INSTRUCTIONS FOR THE TASK:
Repeat the entries below exactly, missing none.

Stored data entries:
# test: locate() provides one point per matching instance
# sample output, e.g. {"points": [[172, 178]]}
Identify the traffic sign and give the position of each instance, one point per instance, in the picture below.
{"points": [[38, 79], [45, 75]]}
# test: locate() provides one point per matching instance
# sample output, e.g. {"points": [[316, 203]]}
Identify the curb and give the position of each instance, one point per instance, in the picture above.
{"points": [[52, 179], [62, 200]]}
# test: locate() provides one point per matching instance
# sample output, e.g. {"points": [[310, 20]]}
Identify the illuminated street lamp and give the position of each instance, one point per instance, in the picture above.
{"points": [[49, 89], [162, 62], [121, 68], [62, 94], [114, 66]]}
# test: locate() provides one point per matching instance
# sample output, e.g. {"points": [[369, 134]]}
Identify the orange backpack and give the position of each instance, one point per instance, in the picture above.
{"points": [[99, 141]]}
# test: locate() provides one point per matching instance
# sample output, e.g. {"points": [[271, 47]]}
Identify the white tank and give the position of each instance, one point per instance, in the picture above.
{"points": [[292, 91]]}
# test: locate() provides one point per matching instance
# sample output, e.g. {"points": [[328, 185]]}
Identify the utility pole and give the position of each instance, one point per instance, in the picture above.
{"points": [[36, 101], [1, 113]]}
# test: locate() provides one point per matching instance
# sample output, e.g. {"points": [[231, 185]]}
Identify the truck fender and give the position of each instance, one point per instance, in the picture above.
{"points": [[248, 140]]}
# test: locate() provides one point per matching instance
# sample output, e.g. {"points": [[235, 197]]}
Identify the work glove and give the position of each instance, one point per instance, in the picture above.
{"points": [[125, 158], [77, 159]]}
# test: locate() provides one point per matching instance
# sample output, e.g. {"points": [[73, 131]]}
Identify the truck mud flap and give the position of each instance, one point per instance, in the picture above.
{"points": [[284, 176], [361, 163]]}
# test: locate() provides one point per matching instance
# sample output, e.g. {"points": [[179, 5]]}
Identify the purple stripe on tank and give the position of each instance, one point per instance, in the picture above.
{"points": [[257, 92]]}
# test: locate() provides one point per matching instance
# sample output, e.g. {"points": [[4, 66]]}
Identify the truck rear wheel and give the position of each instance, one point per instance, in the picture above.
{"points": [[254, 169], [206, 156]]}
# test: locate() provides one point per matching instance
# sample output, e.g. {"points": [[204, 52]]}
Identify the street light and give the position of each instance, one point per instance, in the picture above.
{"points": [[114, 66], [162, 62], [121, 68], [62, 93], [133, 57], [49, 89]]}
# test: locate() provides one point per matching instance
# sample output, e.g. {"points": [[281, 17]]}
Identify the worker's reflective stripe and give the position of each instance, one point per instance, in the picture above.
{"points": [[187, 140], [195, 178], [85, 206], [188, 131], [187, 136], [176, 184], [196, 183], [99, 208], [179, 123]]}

COMPLETED EXERCISE:
# test: locate() provides one point per matching instance
# sample output, e.g. {"points": [[172, 178]]}
Identify the traffic sign and give the position of each instance, one point per instance, in the picture below.
{"points": [[38, 79], [45, 75]]}
# test: locate() provides one point per matching instance
# sample output, e.g. {"points": [[316, 203]]}
Identify the curb and give the position of each instance, one point per instance, in the picture above.
{"points": [[52, 179], [62, 200]]}
# test: locate() provides one point per matching instance
# sample output, e.g. {"points": [[310, 20]]}
Identify the illuminated street lamp and give the position of each instance, one point per instance, in the picture above.
{"points": [[49, 89], [162, 62], [121, 68], [62, 94], [114, 66]]}
# test: locate() provides one point per matching instance
# sample output, e.g. {"points": [[369, 134]]}
Identify the orange backpack and give the position of each instance, one point per instance, in the picture above.
{"points": [[99, 141]]}
# test: locate() provides one point per matching instance
# sample output, e.g. {"points": [[271, 47]]}
Identify the white tank and give the position of each instance, one point per instance, in the picture above.
{"points": [[292, 91]]}
# test: locate() provides one point per matching instance
# sample output, e.g. {"points": [[328, 185]]}
Identify the utility pole and give the position of each instance, one point per instance, in the picture above.
{"points": [[36, 101], [1, 113]]}
# test: locate() provides one point per matching instance
# sample output, e.g. {"points": [[231, 185]]}
Identify the truck fender and give the position of each instance, one point per instance, in the picture above.
{"points": [[248, 140]]}
# test: locate() provides one point per matching instance
# sample output, e.g. {"points": [[235, 197]]}
Identify the work glove and give the position of each instance, one point per instance, in the picture above.
{"points": [[125, 158], [77, 159]]}
# test: locate() provides one point per matching instance
# sample output, e.g. {"points": [[73, 131]]}
Identify the truck mud flap and give the position of each instance, one point per instance, in the picture above.
{"points": [[284, 176], [361, 163]]}
# test: locate() provides one point per matching instance
# sample output, e.g. {"points": [[179, 5]]}
Identify the purple stripe on tank and give the position of each instance, one point per instance, in the picture above.
{"points": [[257, 92]]}
# test: locate() provides one point per matching instance
# sample output, e.g. {"points": [[4, 66]]}
Identify the truck rear wheel and give the position of each instance, one point per instance, in the picture above.
{"points": [[254, 169], [206, 156]]}
# test: locate() provides one point per matching instance
# sample output, e.g. {"points": [[204, 52]]}
Identify the street light and give the position of each instance, one point per instance, in the picture above.
{"points": [[114, 66], [162, 62], [121, 68], [62, 93], [133, 57], [49, 89]]}
# test: locate() provides one point per matching instance
# sample output, e.g. {"points": [[281, 17]]}
Identify the worker's reflective stripe and give the position of each instance, one point per instance, in the picture above.
{"points": [[187, 140], [195, 178], [85, 206], [188, 131], [187, 136], [176, 184], [196, 183], [99, 208], [179, 123]]}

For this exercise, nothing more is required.